§ **Work request**
Look through the listing below and report every line that contains "beehive".

§ **Dataset content**
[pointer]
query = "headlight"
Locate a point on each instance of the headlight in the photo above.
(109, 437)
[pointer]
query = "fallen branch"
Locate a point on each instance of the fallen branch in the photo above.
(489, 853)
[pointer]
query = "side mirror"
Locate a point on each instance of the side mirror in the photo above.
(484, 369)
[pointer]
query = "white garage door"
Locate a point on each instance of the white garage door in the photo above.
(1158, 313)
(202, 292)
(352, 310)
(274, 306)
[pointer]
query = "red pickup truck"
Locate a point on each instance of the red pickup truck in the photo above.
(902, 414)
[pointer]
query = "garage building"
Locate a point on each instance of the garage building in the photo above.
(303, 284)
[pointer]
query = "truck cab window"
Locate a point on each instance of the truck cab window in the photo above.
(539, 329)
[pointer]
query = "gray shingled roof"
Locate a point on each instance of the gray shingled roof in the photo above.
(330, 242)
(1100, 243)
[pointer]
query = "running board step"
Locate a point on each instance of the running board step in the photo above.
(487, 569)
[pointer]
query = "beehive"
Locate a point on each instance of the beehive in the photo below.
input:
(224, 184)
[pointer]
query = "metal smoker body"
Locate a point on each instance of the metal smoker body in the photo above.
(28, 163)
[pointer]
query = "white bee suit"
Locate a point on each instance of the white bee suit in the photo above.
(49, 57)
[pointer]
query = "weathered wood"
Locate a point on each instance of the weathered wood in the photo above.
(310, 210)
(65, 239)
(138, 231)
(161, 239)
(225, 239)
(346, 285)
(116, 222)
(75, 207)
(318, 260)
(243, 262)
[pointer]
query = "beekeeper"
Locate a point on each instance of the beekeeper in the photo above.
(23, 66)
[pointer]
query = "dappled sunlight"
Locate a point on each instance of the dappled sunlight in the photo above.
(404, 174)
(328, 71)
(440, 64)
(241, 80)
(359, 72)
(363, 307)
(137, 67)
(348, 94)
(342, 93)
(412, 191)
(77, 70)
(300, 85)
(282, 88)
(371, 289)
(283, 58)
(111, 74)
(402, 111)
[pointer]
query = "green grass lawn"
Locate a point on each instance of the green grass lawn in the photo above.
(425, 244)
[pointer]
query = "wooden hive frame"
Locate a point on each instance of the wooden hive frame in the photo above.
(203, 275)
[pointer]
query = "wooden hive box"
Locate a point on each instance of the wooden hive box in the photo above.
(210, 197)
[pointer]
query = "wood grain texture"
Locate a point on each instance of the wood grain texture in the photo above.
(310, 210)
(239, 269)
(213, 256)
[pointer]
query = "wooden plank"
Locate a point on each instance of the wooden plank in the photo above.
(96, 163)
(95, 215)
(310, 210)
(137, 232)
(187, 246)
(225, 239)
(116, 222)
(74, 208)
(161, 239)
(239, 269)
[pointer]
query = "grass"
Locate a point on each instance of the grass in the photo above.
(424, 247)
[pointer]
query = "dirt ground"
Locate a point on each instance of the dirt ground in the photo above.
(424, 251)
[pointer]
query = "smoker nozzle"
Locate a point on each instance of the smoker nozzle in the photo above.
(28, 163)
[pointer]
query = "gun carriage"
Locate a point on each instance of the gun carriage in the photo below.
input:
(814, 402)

§ **Written reply**
query = "beehive"
Locate a point on each instance of the beehive in the photo below.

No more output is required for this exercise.